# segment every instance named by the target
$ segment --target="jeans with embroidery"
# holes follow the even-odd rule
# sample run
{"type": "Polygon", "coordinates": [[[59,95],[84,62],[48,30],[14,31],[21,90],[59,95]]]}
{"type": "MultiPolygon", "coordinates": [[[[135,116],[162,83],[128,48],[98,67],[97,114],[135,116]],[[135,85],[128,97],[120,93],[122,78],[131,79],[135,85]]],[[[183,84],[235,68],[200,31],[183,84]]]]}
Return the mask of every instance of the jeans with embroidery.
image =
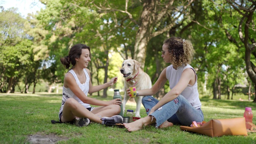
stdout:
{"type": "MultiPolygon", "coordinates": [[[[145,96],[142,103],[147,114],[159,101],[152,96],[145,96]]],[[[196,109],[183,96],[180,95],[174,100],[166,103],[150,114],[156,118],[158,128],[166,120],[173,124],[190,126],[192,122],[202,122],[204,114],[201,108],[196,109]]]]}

■ ■ ■

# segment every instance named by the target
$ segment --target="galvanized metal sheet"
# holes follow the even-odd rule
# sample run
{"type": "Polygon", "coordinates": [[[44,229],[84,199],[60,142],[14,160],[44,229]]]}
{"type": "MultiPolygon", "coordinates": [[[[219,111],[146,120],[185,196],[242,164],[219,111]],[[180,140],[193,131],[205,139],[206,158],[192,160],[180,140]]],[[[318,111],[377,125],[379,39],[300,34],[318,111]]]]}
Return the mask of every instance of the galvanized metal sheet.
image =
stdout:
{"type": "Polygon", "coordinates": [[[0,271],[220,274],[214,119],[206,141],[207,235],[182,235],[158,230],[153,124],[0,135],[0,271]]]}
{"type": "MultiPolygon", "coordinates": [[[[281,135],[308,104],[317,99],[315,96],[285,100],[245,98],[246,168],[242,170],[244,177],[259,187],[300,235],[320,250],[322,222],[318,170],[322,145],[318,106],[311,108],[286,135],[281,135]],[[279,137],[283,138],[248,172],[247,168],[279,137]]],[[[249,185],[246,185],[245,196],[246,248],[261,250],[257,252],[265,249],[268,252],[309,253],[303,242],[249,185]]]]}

■ ■ ■

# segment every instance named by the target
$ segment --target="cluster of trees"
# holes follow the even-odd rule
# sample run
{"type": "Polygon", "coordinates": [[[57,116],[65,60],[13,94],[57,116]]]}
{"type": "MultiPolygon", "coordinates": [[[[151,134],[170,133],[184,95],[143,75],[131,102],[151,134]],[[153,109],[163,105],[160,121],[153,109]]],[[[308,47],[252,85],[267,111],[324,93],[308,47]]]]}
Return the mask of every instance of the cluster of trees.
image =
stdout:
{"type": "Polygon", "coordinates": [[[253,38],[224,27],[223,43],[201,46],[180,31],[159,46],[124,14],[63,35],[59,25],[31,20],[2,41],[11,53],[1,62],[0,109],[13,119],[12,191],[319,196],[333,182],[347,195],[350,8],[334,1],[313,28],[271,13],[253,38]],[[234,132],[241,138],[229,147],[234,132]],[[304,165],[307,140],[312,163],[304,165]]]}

■ ■ ■

▶ _Problem requirements_
Count how many lines of the entries above contain the string "with", where case matters. Give only the number.

▶ _The reply_
2